Excerpt:
** Begin **
From bees to books, Florida group coordinates aid to Caribbean

A Fort Walton Beach man, who keeps bees as a hobby, visited Haiti recently and noticed that the village in which he was working had no bees and no honey. When he returned to the United States, he collected 20 hives and $2,000 to get them started in Haiti. But he needed a way to ship them there.

That's just the type of situation that interests a group called the Florida Association of Voluntary Agencies for Caribbean Action.

David Pasquarelli, the association's director, put the man in touch with a church group in Fort Pierce that ships relief supplies to Haiti on a confiscated shrimp boat that was once a drug runner.

Now that village in Haiti has plenty of beehives and honey.

Mr. Pasquarelli's association started just over a year ago. Its goal is to coordinate voluntary help for the poor island nations in the Caribbean.

The idea grew out of the plight of Haitian refugees who were willing to risk their lives traveling to the US in small boats rather than face unrelenting poverty at home. The government of Florida wanted to find a way to change conditions in Haiti to help keep the Haitians home.

At the time, Pasquarelli was working in the governor's refugee office trying to help find ways to deal with the thousands of Cubans and Haitians who had flooded ashore and were massing in south Florida.

While talking to relief workers in Haiti, he said he found that many of the things they said they needed could be supplied by charitable organizations in Florida. But someone would have to coordinate the needs with the supplies.

Pasquarelli said he started working out of his home during his off-hours to try to link the two.

Since July, the association has been working with a $156,000 grant from the US Agency for International Development (USAID) as part of the Reagan administration's Caribbean Basin Initiative.

Paul Maguire, USAID's director of private voluntary programs, called the Florida association ''unique'' in the US in its role as a coordinator for other volunteer agencies.
** End **
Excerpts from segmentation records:
** Begin **
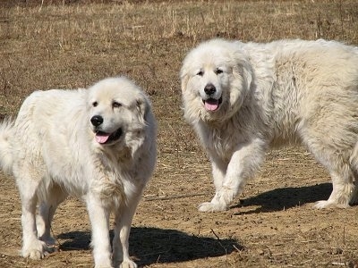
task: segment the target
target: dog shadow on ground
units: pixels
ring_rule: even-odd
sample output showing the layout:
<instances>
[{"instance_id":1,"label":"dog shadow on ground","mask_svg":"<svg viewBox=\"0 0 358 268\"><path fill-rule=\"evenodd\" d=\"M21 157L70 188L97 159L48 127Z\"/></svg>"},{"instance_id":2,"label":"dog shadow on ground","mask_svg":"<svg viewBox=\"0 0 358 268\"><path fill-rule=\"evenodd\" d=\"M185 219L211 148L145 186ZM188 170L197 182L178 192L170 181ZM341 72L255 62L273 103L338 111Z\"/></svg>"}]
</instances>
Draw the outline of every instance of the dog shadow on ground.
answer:
<instances>
[{"instance_id":1,"label":"dog shadow on ground","mask_svg":"<svg viewBox=\"0 0 358 268\"><path fill-rule=\"evenodd\" d=\"M112 239L112 230L110 237ZM90 231L63 233L57 239L65 240L60 245L63 251L90 248ZM130 255L139 267L226 255L244 249L232 239L189 235L176 230L151 227L132 227L129 243Z\"/></svg>"},{"instance_id":2,"label":"dog shadow on ground","mask_svg":"<svg viewBox=\"0 0 358 268\"><path fill-rule=\"evenodd\" d=\"M241 199L240 204L234 205L231 206L231 208L247 207L251 205L259 206L252 211L240 212L237 214L282 211L284 209L300 206L307 203L327 200L331 192L331 183L322 183L296 188L280 188L246 199Z\"/></svg>"}]
</instances>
** End **
What you will do:
**a)** Edit the Caribbean aid article starting at "A Fort Walton" and ending at "in the Caribbean.", replacing "shrimp boat" with "fishing boat".
**b)** In the article about the Florida Caribbean aid group, how large is the grant the association has been working with since July?

Per-task outputs:
**a)**
A Fort Walton Beach man, who keeps bees as a hobby, visited Haiti recently and noticed that the village in which he was working had no bees and no honey. When he returned to the United States, he collected 20 hives and $2,000 to get them started in Haiti. But he needed a way to ship them there.

That's just the type of situation that interests a group called the Florida Association of Voluntary Agencies for Caribbean Action.

David Pasquarelli, the association's director, put the man in touch with a church group in Fort Pierce that ships relief supplies to Haiti on a confiscated fishing boat that was once a drug runner.

Now that village in Haiti has plenty of beehives and honey.

Mr. Pasquarelli's association started just over a year ago. Its goal is to coordinate voluntary help for the poor island nations in the Caribbean.

**b)** $156,000, from the US Agency for International Development.